- [The exercise]: Lines before the one containing "brick paved ground." are left out; copy that line and every later line through the end of the data exactly.

- [Point annotation records]:
** Start **

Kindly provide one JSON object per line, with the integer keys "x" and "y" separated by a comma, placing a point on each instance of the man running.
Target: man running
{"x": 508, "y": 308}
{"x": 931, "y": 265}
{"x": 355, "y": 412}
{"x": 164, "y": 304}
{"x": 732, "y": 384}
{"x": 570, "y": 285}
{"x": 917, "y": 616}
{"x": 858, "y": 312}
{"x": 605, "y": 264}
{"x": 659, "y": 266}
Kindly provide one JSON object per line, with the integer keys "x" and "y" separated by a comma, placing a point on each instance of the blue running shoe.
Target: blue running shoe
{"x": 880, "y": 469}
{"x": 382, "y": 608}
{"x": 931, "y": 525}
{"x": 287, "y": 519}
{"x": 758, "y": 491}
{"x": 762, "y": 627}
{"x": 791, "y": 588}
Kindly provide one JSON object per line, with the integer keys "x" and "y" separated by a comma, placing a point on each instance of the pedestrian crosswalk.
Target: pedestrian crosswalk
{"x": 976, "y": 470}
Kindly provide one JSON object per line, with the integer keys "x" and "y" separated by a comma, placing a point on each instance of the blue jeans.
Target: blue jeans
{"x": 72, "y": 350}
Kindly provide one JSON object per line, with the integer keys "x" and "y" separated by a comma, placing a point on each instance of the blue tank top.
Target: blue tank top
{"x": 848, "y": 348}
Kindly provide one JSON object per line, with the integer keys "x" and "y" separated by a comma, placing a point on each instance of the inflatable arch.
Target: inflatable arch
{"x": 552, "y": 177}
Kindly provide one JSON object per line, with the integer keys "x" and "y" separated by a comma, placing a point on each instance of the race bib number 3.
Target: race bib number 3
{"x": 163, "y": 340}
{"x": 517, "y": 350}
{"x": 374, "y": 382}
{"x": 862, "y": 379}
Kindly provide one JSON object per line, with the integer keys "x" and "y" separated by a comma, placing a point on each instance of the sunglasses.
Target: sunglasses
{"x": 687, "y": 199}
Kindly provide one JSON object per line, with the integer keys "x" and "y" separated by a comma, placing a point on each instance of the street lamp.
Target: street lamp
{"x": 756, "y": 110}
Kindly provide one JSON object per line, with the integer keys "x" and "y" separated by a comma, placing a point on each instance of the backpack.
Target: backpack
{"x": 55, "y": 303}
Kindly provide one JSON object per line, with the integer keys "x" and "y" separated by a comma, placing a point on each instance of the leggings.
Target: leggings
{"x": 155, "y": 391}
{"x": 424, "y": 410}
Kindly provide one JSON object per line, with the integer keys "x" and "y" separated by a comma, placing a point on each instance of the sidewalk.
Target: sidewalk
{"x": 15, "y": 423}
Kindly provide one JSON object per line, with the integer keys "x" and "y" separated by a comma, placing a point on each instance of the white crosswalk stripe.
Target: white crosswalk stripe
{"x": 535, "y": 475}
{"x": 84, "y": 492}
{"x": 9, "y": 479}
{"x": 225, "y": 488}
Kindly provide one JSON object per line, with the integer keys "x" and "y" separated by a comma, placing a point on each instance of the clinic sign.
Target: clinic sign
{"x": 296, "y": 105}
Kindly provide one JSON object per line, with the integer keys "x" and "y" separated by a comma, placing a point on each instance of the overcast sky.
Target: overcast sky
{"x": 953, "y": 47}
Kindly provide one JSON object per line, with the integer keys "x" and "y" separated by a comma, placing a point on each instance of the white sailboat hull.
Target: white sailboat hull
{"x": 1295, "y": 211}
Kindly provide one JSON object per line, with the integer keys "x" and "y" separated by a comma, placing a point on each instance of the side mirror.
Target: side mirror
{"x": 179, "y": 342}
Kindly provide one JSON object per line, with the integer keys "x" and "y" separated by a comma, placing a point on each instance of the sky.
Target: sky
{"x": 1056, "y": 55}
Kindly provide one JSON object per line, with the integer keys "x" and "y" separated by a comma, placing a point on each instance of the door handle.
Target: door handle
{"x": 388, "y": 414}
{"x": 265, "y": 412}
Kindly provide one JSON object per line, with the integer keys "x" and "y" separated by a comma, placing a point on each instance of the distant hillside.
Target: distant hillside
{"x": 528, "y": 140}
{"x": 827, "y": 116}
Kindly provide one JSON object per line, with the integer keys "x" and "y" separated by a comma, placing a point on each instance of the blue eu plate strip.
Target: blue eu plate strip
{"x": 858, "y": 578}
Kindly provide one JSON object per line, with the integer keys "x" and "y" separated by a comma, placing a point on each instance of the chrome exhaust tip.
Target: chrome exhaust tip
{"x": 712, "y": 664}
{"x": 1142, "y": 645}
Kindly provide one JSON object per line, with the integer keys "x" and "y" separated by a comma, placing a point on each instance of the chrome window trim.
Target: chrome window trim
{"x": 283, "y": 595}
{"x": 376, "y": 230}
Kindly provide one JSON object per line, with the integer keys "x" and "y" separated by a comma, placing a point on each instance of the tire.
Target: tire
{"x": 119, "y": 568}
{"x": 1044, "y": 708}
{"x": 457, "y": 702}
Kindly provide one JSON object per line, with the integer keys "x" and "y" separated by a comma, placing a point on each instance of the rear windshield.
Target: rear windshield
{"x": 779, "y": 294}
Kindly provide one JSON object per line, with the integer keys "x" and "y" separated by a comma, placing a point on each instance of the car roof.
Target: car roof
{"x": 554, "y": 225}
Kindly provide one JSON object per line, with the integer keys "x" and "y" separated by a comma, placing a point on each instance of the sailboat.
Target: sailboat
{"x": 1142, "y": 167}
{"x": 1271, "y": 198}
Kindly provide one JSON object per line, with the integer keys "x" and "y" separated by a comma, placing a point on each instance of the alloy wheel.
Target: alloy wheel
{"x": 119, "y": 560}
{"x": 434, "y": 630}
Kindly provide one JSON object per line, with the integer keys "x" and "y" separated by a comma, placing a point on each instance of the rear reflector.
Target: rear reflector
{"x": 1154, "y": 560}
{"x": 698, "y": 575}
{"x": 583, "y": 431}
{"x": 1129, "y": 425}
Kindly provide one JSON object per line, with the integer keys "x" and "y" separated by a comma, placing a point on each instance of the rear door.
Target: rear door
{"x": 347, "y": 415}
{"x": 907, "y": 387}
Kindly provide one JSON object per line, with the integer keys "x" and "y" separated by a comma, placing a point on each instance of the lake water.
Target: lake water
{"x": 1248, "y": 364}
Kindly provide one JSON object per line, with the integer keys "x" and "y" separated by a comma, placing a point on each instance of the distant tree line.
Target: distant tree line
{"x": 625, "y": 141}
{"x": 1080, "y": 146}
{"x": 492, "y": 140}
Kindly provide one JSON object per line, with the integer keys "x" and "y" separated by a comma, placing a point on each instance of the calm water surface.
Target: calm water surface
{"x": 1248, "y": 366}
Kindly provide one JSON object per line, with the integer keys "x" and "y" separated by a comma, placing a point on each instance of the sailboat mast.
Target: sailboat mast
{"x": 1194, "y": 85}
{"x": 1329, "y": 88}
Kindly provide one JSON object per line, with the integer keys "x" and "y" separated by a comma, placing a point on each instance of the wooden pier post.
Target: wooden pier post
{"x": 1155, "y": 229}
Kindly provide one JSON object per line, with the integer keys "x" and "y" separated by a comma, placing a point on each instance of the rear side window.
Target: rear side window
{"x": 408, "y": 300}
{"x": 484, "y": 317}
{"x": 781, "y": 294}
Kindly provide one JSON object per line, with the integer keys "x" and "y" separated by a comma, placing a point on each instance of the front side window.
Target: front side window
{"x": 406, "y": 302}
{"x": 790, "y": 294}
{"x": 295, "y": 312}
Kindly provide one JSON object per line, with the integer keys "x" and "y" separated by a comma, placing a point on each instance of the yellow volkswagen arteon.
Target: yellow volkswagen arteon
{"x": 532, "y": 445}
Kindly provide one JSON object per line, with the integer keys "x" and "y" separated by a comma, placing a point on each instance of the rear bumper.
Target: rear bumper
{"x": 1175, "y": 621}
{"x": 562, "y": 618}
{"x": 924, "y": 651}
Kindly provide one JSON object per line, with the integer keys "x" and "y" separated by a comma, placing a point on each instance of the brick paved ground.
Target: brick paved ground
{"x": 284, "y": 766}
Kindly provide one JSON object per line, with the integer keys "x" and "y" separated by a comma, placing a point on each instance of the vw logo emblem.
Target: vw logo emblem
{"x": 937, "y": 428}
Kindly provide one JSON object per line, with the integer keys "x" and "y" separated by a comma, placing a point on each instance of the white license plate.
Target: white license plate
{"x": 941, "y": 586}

** End **

- [Task result]:
Kindly provide one JSON object per line, with the integer keys "x" and "y" separated by a comma, placing a point on each instance of the brick paved ground.
Target: brick paved ground
{"x": 284, "y": 766}
Kindly provide one JSON object per line, with the integer keys "x" and "y" separated by a comma, placing a point on each instance of the vw logo emblem.
Target: vw logo emblem
{"x": 937, "y": 428}
Kindly provide one JSON object per line, with the integer keys "x" and "y" separated by a comma, placing a point on each instance of the white license plate.
Target: white license plate
{"x": 941, "y": 586}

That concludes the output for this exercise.